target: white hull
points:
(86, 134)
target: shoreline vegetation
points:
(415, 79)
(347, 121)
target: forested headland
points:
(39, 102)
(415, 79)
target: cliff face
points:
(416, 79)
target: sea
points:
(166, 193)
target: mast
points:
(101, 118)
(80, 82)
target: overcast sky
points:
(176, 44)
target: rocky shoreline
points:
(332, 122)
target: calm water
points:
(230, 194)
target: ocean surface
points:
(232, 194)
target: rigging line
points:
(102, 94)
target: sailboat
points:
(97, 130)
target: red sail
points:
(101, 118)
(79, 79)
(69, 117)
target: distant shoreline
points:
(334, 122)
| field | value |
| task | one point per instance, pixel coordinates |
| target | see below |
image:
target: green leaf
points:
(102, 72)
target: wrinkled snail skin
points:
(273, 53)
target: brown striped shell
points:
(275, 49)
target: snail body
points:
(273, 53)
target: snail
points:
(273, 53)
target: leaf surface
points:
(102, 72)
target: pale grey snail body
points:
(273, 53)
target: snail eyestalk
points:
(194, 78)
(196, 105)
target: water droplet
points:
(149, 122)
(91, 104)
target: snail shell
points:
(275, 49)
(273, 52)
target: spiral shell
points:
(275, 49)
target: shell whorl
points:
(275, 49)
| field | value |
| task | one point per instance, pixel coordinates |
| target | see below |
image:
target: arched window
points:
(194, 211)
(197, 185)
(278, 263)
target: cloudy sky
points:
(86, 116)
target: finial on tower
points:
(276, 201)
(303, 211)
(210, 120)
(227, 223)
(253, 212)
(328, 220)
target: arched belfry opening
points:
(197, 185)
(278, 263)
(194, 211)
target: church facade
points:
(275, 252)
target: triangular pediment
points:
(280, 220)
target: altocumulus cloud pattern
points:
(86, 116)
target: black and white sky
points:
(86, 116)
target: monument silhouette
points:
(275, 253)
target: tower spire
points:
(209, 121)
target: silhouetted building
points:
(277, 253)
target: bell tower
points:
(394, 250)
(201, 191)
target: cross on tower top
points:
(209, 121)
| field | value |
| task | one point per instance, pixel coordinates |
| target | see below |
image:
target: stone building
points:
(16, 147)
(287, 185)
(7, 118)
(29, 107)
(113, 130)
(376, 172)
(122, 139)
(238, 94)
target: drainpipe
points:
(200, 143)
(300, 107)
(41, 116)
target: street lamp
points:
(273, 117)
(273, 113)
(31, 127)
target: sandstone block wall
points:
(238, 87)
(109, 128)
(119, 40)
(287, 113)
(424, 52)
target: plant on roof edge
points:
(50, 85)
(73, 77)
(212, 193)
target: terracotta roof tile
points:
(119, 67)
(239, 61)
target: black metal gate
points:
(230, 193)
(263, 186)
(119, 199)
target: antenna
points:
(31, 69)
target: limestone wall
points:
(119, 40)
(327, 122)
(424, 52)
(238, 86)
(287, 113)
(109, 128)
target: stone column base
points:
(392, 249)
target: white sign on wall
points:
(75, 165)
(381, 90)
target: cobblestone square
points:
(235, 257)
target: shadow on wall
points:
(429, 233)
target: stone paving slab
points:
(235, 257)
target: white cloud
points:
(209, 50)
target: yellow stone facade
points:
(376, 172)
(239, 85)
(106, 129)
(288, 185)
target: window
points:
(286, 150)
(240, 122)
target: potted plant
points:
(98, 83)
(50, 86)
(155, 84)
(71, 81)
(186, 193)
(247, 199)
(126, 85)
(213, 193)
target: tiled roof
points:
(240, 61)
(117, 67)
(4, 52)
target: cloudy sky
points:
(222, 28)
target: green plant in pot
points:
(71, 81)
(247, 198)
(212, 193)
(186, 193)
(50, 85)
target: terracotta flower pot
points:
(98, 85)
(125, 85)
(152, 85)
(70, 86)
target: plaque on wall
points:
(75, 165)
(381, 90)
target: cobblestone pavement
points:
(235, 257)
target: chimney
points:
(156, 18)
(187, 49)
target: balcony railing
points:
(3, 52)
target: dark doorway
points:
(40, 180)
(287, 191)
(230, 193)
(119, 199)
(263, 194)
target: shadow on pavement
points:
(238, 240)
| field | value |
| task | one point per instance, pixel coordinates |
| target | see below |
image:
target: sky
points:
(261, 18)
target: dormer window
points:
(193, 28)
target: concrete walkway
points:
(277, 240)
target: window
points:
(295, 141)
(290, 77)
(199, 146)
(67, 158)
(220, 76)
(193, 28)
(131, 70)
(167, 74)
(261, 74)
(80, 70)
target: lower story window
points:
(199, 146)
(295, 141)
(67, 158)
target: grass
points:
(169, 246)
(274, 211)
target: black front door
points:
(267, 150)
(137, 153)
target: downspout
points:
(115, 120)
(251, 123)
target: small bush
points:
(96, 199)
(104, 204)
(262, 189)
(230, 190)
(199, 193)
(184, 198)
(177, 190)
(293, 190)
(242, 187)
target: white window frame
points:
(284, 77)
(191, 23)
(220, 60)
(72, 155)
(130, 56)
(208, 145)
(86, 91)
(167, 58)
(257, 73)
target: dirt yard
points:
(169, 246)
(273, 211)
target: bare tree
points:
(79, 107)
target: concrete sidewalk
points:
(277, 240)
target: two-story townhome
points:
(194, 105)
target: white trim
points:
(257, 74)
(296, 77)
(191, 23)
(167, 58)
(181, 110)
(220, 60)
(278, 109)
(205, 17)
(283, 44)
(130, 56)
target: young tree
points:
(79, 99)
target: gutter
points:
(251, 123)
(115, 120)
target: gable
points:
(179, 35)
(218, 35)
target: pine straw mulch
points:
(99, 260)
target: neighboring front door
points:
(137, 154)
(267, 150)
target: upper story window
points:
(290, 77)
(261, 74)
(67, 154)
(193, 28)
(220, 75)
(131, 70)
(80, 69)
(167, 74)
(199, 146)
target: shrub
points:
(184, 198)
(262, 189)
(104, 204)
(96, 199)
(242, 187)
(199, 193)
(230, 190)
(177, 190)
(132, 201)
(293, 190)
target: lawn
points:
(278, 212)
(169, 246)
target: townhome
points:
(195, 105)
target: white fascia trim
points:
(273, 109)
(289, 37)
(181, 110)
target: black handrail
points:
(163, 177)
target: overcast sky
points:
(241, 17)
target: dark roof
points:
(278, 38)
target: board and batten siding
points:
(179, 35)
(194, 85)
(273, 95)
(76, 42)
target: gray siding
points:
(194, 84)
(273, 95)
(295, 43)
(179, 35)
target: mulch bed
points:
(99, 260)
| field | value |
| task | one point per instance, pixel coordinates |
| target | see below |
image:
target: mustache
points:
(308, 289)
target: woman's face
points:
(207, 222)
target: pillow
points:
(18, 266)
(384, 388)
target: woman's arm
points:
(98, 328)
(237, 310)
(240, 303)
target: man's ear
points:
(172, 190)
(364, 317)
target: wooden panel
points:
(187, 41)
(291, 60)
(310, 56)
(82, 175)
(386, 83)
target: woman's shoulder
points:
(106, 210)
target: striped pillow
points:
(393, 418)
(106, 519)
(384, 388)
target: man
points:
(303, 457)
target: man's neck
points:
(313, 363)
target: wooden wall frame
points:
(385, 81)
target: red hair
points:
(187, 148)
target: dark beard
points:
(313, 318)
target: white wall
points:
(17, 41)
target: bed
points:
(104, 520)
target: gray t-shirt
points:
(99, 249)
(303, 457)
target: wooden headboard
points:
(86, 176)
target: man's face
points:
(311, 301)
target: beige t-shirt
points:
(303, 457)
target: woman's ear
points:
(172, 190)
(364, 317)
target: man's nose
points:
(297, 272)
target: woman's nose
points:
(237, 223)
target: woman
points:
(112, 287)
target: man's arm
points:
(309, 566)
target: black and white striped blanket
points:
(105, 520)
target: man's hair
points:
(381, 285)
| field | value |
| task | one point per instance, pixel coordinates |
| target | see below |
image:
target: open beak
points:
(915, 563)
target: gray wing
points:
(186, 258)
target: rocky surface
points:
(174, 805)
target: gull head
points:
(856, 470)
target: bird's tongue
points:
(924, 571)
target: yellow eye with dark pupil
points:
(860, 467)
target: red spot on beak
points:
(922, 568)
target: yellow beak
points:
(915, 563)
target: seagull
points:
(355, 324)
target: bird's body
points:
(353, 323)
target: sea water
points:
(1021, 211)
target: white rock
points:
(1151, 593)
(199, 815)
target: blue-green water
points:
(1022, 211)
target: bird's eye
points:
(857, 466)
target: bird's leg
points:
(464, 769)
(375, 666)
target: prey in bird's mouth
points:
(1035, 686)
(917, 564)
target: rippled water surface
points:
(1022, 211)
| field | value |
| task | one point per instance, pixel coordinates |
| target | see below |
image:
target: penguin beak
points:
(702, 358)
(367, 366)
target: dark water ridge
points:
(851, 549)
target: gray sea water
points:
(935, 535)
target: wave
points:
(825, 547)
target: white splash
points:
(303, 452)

Direction. Word for word, quote the lines from the line containing "target: seagull" through the end of the material, both included, and nothing else.

Task solution.
target: seagull
points:
(355, 324)
target: bird's body
points:
(353, 323)
target: sea water
points:
(1021, 211)
target: white rock
points:
(1151, 593)
(199, 815)
target: blue-green water
points:
(1022, 211)
target: bird's eye
points:
(857, 466)
target: bird's leg
points:
(464, 769)
(375, 666)
target: prey in bird's mouth
points:
(1035, 686)
(917, 564)
target: rippled water surface
points:
(1022, 211)
| field | value |
| task | one point per instance, pixel coordinates |
| target | see below |
image:
target: penguin beak
points:
(702, 358)
(367, 366)
target: dark water ridge
points:
(851, 549)
target: gray sea water
points:
(935, 535)
target: wave
points:
(825, 547)
target: white splash
points:
(303, 452)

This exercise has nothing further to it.